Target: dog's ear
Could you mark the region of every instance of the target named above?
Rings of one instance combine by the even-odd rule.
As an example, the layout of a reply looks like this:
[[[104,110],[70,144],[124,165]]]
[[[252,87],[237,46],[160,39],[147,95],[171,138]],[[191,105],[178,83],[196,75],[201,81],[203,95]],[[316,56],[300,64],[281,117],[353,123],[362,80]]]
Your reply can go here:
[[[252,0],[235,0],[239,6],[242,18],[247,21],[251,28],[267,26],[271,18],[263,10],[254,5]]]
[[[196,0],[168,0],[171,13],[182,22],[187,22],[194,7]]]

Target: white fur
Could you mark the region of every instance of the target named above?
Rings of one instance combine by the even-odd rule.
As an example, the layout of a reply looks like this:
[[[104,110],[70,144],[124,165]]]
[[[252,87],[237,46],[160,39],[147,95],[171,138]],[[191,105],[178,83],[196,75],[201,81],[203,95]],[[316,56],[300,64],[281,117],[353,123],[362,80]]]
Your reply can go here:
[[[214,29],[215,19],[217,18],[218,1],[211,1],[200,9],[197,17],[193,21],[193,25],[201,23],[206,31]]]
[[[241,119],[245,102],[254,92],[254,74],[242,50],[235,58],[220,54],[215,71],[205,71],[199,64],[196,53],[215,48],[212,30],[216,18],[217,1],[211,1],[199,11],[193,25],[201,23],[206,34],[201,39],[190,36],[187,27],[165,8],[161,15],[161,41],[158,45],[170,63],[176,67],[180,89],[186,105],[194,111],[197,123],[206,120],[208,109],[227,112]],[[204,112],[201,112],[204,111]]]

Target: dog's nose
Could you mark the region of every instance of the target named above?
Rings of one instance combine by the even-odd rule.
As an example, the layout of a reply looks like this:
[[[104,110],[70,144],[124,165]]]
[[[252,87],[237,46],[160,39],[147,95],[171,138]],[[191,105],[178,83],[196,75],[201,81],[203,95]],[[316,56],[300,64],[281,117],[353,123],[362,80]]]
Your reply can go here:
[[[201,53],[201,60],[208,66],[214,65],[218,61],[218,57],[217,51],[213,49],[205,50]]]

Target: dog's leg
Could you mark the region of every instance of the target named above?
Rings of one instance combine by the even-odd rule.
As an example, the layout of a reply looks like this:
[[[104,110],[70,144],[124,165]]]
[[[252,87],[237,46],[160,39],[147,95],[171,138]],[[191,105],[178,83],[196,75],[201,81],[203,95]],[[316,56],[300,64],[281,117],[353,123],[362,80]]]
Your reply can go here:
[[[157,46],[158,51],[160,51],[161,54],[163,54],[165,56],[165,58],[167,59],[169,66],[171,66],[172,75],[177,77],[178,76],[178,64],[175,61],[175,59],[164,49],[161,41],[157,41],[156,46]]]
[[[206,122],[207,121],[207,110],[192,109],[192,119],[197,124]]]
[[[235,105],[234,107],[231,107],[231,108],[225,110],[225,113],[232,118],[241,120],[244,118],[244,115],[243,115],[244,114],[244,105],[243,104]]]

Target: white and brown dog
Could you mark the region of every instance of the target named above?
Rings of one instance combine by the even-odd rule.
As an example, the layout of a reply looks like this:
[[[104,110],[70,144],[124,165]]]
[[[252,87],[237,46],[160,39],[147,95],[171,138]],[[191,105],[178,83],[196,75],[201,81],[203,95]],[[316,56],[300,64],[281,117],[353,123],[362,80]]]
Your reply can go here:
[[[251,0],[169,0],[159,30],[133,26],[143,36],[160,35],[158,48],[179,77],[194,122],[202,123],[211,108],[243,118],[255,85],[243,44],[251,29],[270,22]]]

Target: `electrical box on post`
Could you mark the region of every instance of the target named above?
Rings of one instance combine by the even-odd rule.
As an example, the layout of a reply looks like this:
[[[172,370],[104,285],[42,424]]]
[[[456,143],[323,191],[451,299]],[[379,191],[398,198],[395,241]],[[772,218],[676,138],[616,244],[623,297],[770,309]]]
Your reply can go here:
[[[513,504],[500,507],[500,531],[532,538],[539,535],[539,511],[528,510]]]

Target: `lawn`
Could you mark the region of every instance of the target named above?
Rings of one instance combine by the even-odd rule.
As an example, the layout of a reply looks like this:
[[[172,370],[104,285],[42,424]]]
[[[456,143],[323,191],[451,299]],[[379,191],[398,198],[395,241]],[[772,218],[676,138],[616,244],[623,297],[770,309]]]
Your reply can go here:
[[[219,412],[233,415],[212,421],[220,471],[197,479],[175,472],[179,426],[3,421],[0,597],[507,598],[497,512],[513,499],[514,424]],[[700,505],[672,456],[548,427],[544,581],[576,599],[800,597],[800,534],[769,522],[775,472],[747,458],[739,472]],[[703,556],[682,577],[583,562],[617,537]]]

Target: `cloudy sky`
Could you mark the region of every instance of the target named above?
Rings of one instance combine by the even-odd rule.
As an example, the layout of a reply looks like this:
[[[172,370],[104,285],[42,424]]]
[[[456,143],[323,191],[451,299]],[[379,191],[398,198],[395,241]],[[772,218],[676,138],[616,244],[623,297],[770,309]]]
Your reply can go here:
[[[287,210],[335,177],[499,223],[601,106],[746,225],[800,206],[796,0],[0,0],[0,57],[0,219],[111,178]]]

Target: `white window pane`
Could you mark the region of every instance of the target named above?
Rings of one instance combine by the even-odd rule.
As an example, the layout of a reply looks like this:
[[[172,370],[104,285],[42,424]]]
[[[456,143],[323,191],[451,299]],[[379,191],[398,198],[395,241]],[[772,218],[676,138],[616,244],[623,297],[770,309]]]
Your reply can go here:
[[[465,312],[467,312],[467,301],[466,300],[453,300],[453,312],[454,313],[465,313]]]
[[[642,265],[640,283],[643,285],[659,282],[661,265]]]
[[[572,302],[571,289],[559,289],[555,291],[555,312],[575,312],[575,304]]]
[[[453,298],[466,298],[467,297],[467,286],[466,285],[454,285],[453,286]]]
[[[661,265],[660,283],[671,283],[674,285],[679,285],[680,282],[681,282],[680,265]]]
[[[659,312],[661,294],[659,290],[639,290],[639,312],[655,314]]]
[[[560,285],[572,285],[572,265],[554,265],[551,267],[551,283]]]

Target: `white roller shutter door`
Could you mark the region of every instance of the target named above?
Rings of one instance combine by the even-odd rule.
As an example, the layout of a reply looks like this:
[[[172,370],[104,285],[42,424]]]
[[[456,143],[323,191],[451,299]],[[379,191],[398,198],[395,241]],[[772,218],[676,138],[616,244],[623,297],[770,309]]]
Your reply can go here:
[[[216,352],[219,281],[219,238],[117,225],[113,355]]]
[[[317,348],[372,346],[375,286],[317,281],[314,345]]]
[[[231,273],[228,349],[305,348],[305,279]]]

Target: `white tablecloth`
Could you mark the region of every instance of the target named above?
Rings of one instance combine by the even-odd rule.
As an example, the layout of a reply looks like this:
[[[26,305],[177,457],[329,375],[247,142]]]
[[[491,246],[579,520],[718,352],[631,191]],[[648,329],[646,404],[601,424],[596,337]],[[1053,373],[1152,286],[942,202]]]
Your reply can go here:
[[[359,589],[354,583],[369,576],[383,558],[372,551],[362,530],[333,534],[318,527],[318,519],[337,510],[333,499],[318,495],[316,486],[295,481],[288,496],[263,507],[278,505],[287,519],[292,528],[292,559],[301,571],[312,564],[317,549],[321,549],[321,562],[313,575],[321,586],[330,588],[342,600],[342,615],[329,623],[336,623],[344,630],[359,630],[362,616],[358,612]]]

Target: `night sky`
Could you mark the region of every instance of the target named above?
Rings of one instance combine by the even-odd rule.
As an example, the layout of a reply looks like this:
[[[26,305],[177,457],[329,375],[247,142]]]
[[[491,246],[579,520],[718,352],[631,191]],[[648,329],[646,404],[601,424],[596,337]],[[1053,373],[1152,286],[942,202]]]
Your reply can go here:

+ + + + +

▶ Problem requirements: In full and without changes, copy the entries above.

▶ Task solution:
Target: dog's ear
Could you mark the region of every instance of the target named above?
Rings of one instance combine by the even-odd rule.
As an example, the layout of a reply looks like this:
[[[104,110],[70,144],[124,165]]]
[[[252,87],[237,46],[160,39],[147,95],[171,138]],[[191,105],[178,83],[196,75],[201,81],[203,95]],[[316,56],[300,64],[281,117],[353,123],[362,80]]]
Your reply can go here:
[[[252,0],[235,0],[239,6],[242,18],[247,21],[251,28],[267,26],[271,18],[263,10],[254,5]]]
[[[196,0],[168,0],[171,13],[182,22],[187,22],[194,7]]]

Target: white fur
Could you mark the region of every instance of the target named above?
Rings of one instance combine by the even-odd rule.
As an example, the layout of a reply looks like this:
[[[104,110],[70,144],[124,165]]]
[[[252,87],[237,46],[160,39],[147,95],[171,138]],[[191,105],[178,83],[196,75],[201,81],[203,95]],[[316,56],[300,64],[281,117],[353,123],[362,80]]]
Your reply can go here:
[[[214,29],[215,19],[217,18],[218,1],[211,1],[200,9],[197,17],[193,21],[193,25],[201,23],[206,31]]]
[[[241,119],[245,102],[254,92],[254,74],[242,50],[235,58],[220,54],[215,71],[205,71],[199,64],[196,53],[215,48],[212,30],[216,18],[217,1],[211,1],[199,11],[193,25],[201,23],[206,34],[201,39],[190,36],[187,27],[165,8],[161,15],[161,41],[158,45],[170,63],[176,67],[180,89],[186,105],[194,111],[197,123],[206,120],[208,109],[227,112]],[[204,112],[201,112],[204,111]]]

Target: dog's nose
Could you mark the region of every instance of the target named above?
Rings of one instance combine by the even-odd rule.
As an example, the layout of a reply looks like this:
[[[104,110],[70,144],[124,165]]]
[[[252,87],[237,46],[160,39],[147,95],[171,138]],[[191,105],[178,83],[196,75],[201,81],[203,95]],[[316,56],[300,64],[281,117],[353,123],[362,80]]]
Your reply can go here:
[[[201,53],[201,60],[208,66],[214,65],[218,61],[218,57],[217,51],[213,49],[205,50]]]

Target: dog's leg
Could you mark the region of every instance of the target named above?
Rings of one instance combine by the even-odd rule.
As an example, the layout of a reply looks like this:
[[[104,110],[70,144],[124,165]]]
[[[252,87],[237,46],[160,39],[147,95],[171,138]],[[191,105],[178,83],[196,75],[201,81],[203,95]],[[316,56],[300,64],[281,117],[353,123],[362,80]]]
Your reply can go here:
[[[157,46],[158,51],[160,51],[161,54],[163,54],[165,56],[165,58],[167,59],[169,66],[171,66],[172,75],[177,77],[178,76],[178,64],[175,61],[175,59],[164,49],[161,41],[157,41],[156,46]]]
[[[206,122],[207,121],[207,110],[192,109],[192,119],[197,124]]]
[[[235,105],[234,107],[231,107],[231,108],[225,110],[225,113],[232,118],[241,120],[244,118],[244,115],[243,115],[244,114],[244,105],[243,104]]]

Target: white and brown dog
Could you mark the region of every instance of the target named above?
Rings of one instance combine by the even-odd rule.
As an example, the layout of a reply looks like this:
[[[104,110],[70,144],[124,165]]]
[[[252,87],[237,46],[160,39],[147,95],[171,138]],[[191,105],[178,83],[196,75],[201,81],[203,95]],[[316,56],[300,64],[281,117],[353,123],[362,80]]]
Your reply can go here:
[[[251,0],[169,0],[159,30],[133,26],[143,36],[160,35],[158,48],[179,77],[194,122],[202,123],[211,108],[243,118],[255,85],[243,44],[251,29],[270,22]]]

Target: `electrical box on post`
Could you mark the region of every instance of the target named above?
Rings of one instance combine by the even-odd rule.
As an example, the layout of a reply looks like this:
[[[172,370],[104,285],[42,424]]]
[[[456,143],[323,191],[451,299]],[[379,191],[398,198],[395,241]],[[772,218],[676,138],[616,244],[623,297],[770,309]]]
Your reply can go here:
[[[513,504],[500,507],[500,531],[532,538],[539,535],[539,511],[528,510]]]

Target: `lawn`
Could you mark the region of every instance of the target named above?
Rings of one instance combine by the even-odd rule.
As an example, the layout of a reply looks like this:
[[[172,370],[104,285],[42,424]]]
[[[456,143],[323,191],[451,299]],[[379,191],[398,198],[395,241]],[[772,218],[676,138],[616,244],[623,297],[770,309]]]
Your reply can go here:
[[[219,412],[233,415],[212,421],[220,471],[197,479],[175,472],[179,426],[3,421],[0,597],[507,598],[497,512],[513,499],[514,424]],[[700,505],[672,456],[548,427],[544,581],[576,599],[800,597],[800,534],[769,522],[775,472],[747,458],[739,472]],[[703,556],[682,577],[583,562],[617,537]]]

Target: `cloudy sky`
Could you mark the region of every instance of the target named above?
Rings of one instance combine by the even-odd rule.
As an example, the layout of a reply looks like this:
[[[172,370],[104,285],[42,424]]]
[[[456,143],[323,191],[451,299]],[[379,191],[398,198],[395,241]],[[772,218],[676,138],[616,244],[623,297],[770,309]]]
Your reply can go here:
[[[287,210],[335,177],[499,223],[601,106],[746,225],[800,206],[796,0],[0,0],[0,57],[0,219],[111,178]]]

Target: `white window pane`
Could you mark the region of every instance of the target named above?
Rings of one instance combine by the even-odd rule.
As an example, the layout of a reply looks like this:
[[[172,370],[104,285],[42,424]]]
[[[456,143],[323,191],[451,299]],[[379,191],[398,198],[395,241]],[[772,218],[676,138],[616,244],[623,297],[770,309]]]
Your reply can go here:
[[[465,312],[467,312],[467,301],[466,300],[453,300],[453,312],[454,313],[465,313]]]
[[[642,265],[640,283],[643,285],[659,282],[661,265]]]
[[[572,302],[571,289],[559,289],[555,291],[555,312],[575,312],[575,304]]]
[[[453,298],[466,298],[467,297],[467,286],[466,285],[454,285],[453,286]]]
[[[661,265],[660,283],[671,283],[674,285],[679,285],[680,282],[681,282],[680,265]]]
[[[659,312],[661,294],[659,290],[639,290],[639,312],[655,314]]]
[[[560,285],[572,285],[572,265],[554,265],[551,267],[551,283]]]

Target: `white roller shutter door`
Could you mark the region of every instance of the target named above?
Rings of one instance combine by the even-odd rule.
As an example, the layout of a reply looks like this:
[[[172,370],[104,285],[42,424]]]
[[[456,143],[323,191],[451,299]],[[379,191],[398,198],[395,241]],[[772,218],[676,138],[616,244],[623,297],[770,309]]]
Your reply can go here:
[[[216,352],[219,281],[219,238],[117,225],[113,355]]]
[[[317,348],[372,346],[375,286],[317,281],[314,345]]]
[[[231,273],[228,349],[305,348],[305,279]]]

Target: `white tablecloth`
Could you mark the region of every instance of the target named above?
Rings of one instance combine by the even-odd rule.
As an example, the layout of a reply looks like this:
[[[26,305],[177,457],[329,375],[247,142]]]
[[[491,246],[579,520],[718,352],[631,191]],[[648,329],[646,404],[601,424],[596,337]],[[1053,373],[1152,286],[942,202]]]
Your reply can go here:
[[[359,589],[354,583],[369,576],[383,558],[372,551],[362,530],[333,534],[318,527],[318,519],[337,510],[333,499],[318,495],[316,486],[295,481],[288,496],[263,507],[278,505],[287,519],[292,528],[292,559],[301,571],[312,564],[317,549],[321,549],[321,562],[313,575],[321,586],[330,588],[342,600],[342,615],[329,623],[336,623],[344,630],[359,630],[362,616],[358,612]]]

Target: `night sky`
Could you mark the region of every instance of the target named above?
Rings of one instance combine by the even-odd rule.
As an example, the layout of a reply looks like this:
[[[26,305],[177,457],[329,375],[247,142]]]
[[[491,246],[579,520],[718,352],[631,191]],[[648,329],[646,404],[601,424],[596,337]],[[1053,373],[1152,286],[942,202]]]
Your reply can go here:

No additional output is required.